| What needs to be done |
Drop every picture. Return the rest of the entries exactly.

[[ Data in this exercise open ]]

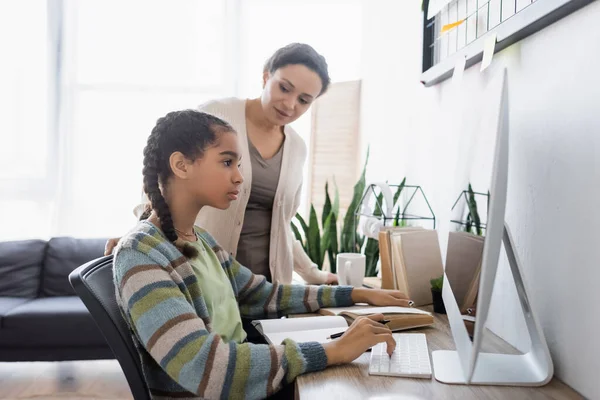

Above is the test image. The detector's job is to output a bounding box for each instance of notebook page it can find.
[266,326,348,345]
[319,303,371,315]
[254,316,347,334]
[345,306,431,316]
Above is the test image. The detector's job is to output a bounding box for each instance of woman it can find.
[114,109,411,399]
[107,43,337,285]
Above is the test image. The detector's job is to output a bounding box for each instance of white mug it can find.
[336,253,366,287]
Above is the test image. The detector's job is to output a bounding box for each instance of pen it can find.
[327,320,391,340]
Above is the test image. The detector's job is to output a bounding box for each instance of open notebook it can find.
[252,306,433,345]
[252,316,348,345]
[319,305,434,332]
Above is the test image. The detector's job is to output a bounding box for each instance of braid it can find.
[140,110,234,258]
[138,204,152,221]
[143,154,176,243]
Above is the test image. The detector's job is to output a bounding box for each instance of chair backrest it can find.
[69,256,150,400]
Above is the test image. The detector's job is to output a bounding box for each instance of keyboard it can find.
[369,333,432,379]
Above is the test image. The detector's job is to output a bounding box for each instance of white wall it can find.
[361,1,600,398]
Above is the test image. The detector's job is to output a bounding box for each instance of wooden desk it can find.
[295,307,582,400]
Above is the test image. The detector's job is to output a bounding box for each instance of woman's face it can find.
[260,64,323,126]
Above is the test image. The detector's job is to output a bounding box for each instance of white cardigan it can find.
[135,98,328,284]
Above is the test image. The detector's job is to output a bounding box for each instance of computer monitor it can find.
[432,68,554,386]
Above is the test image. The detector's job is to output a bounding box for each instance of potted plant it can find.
[430,275,446,314]
[292,148,376,275]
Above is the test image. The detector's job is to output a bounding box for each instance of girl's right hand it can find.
[323,314,395,365]
[104,237,121,256]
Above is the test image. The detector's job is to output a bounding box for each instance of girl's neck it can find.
[246,98,281,134]
[149,193,201,241]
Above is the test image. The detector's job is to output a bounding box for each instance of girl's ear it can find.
[262,70,270,88]
[169,152,190,179]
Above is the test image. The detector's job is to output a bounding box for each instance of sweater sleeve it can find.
[226,253,354,319]
[114,247,327,400]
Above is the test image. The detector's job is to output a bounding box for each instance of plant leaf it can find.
[290,221,305,250]
[465,212,473,234]
[332,177,340,218]
[295,212,309,238]
[373,192,384,218]
[307,205,322,268]
[319,212,333,269]
[430,275,444,291]
[341,146,369,253]
[364,238,379,277]
[328,179,340,273]
[467,184,481,236]
[393,177,407,206]
[322,182,332,227]
[393,207,401,226]
[327,212,338,273]
[391,177,407,225]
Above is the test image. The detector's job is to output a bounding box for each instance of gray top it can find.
[236,136,284,282]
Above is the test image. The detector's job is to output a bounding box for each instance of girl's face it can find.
[172,131,243,210]
[260,64,323,126]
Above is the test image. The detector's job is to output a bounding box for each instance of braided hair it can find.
[142,109,234,257]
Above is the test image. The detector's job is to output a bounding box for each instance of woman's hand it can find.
[323,314,395,365]
[351,287,413,307]
[325,273,338,285]
[104,237,121,256]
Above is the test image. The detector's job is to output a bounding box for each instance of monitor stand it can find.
[432,223,553,386]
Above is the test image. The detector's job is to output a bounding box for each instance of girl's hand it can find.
[104,237,121,256]
[351,287,413,307]
[323,314,395,365]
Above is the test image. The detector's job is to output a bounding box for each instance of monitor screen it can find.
[433,70,553,385]
[441,69,507,345]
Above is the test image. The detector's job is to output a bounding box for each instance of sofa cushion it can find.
[0,239,46,297]
[1,297,108,347]
[41,237,107,296]
[0,297,31,327]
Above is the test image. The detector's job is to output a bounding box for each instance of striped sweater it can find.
[113,221,354,399]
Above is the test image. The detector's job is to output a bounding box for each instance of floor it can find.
[0,360,132,400]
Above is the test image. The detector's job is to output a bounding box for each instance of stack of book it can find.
[378,227,444,306]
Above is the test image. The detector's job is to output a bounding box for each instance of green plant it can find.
[363,179,407,277]
[466,184,482,235]
[339,148,370,256]
[392,177,407,227]
[462,183,487,236]
[293,148,371,274]
[292,148,409,278]
[430,275,444,292]
[291,182,339,271]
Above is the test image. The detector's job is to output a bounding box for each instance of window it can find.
[0,2,53,240]
[57,0,234,237]
[309,81,362,215]
[2,0,365,240]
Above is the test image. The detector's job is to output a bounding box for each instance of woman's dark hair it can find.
[263,43,331,96]
[141,109,234,257]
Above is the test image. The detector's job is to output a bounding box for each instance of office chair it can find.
[69,256,151,400]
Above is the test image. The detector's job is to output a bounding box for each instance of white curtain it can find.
[1,0,363,241]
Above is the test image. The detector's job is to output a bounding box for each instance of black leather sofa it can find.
[0,237,114,361]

[[ Data in this exercise closed ]]

| The completed task |
Above is the test image. The detector's job is to output a bounding box for each instance of notebook page it can find.
[266,326,348,345]
[319,303,371,315]
[254,316,347,334]
[345,306,431,316]
Above is the test image. The detector's job is to output a bounding box for each instance of woman it can find.
[114,109,411,399]
[107,43,337,285]
Above is the test image. The detector's job is to output a bounding box for each instance of white mug it can find.
[336,253,366,287]
Above is the test image. The detector's job is to output a bounding box for each instance of pen it can find.
[327,320,391,340]
Above is the test image. The detector's job is to output a bounding box for each instance of open notebook it can find.
[252,306,433,345]
[252,316,348,345]
[319,305,434,332]
Above is the test image. The detector's job is to output a bounding box for each instance of braid it can find.
[140,110,234,258]
[138,204,152,221]
[143,154,176,243]
Above is the test image. The detector's job is to output a bounding box for each instance of chair backrest it can find.
[69,256,150,400]
Above is the test image. The detector's job is to output a bounding box for each instance of keyboard it can find.
[369,333,432,379]
Above is the test image. The detector's job is to output a bounding box for each instance of white wall it can find.
[361,1,600,398]
Above is the test image. The detector's job is to output a bounding box for each instance of wooden desk it can find.
[295,307,582,400]
Above is the test image. The detector's job is to output a bounding box for each instance of woman's face it can find.
[260,64,323,126]
Above is the test image. The detector's job is to output a bounding box for each instance of white cardigan it can find.
[135,98,328,284]
Above is the test image. The detector's job is to output a bounding box for each instance of computer monitor it can find.
[432,68,554,386]
Above is the test image. The detector's job is to output a bounding box for each instance of potted plant it can find.
[430,275,446,314]
[292,148,376,275]
Above is the test image. The detector's job is to output a bounding box for each instance of girl's right hand it can find.
[323,314,395,365]
[104,237,121,256]
Above is the test image. The detector's job is to output a bounding box for each instance of girl's neck it can find.
[246,98,281,134]
[149,193,201,241]
Above is the test image. The detector's job is to output a bounding box for each instance of girl's ear it can find.
[262,70,270,88]
[169,152,190,179]
Above is the test image. The detector's job is to output a bounding box for each instance of sweater sleeve it can find.
[226,253,354,319]
[114,247,327,400]
Above is the test image. The detector's job is to output a bounding box for each instance of plant leaf it can find.
[290,221,305,250]
[465,212,473,234]
[332,177,340,218]
[295,212,309,238]
[373,192,384,218]
[307,205,322,268]
[319,212,333,269]
[430,275,444,291]
[341,146,369,253]
[364,238,379,277]
[328,179,340,273]
[467,184,481,236]
[393,177,407,206]
[322,182,332,227]
[393,207,401,226]
[327,212,338,273]
[391,177,407,225]
Above is the test image. The detector's job is to output a bounding box for each instance of gray top it can find.
[236,136,284,282]
Above is the test image. The detector's job is to output a bounding box for each instance of girl's face it can find.
[172,131,243,210]
[260,64,323,126]
Above is the test image. The detector's job is to output a bounding box for each instance of braided hair it can find.
[142,109,234,257]
Above is the test image. The detector's job is to output a bounding box for each instance of woman's hand it can find.
[323,314,395,365]
[351,287,413,307]
[325,273,338,285]
[104,237,121,256]
Above is the test image. The detector's job is to output a bounding box for each instance of monitor stand it can find.
[432,223,553,386]
Above is the test image. The detector's job is to output a bounding box for each instance of girl's hand it can find.
[104,237,121,256]
[351,287,413,307]
[323,314,395,365]
Above is the test image. The detector's job is to output a bounding box for each instance of monitor screen it can find.
[433,70,553,385]
[441,69,507,345]
Above is the test image. The detector's job is to output a bounding box for each instance of sofa cushion it can find.
[0,239,46,297]
[1,297,108,347]
[41,237,107,296]
[0,297,31,327]
Above is the test image. The detector's job is to output a bounding box for each instance of striped sweater it can find.
[113,221,354,399]
Above is the test image. The detector's job is to output a bounding box for each instance of floor it can find.
[0,360,132,400]
Above is the test image. The detector's job is to output a bounding box for each instance of stack of book it can find.
[378,227,444,306]
Above is the test image. The detector's job is to output a bounding box for each instance of green plant it can find.
[363,179,407,277]
[466,184,482,235]
[339,148,370,256]
[392,177,407,227]
[462,183,487,236]
[293,148,371,274]
[292,148,409,278]
[430,275,444,292]
[291,182,339,271]
Above is the test image. The detector's job is to output a bounding box for each instance of window it can find.
[0,2,53,240]
[57,0,234,237]
[309,81,362,215]
[2,0,365,240]
Above is the test image. The detector's job is to output a bounding box for each instance of woman's dark hair it can find.
[263,43,331,96]
[141,109,234,257]
Above is the test image. The detector's job is to output a bounding box for each instance of office chair it can find.
[69,256,151,400]
Above is the test image. The detector's job is to output a bounding box for each instance of white curtain it can find.
[1,0,363,241]
Above is the test image. The detector's job is to output a bounding box for each instance of black leather sofa it can find.
[0,237,114,361]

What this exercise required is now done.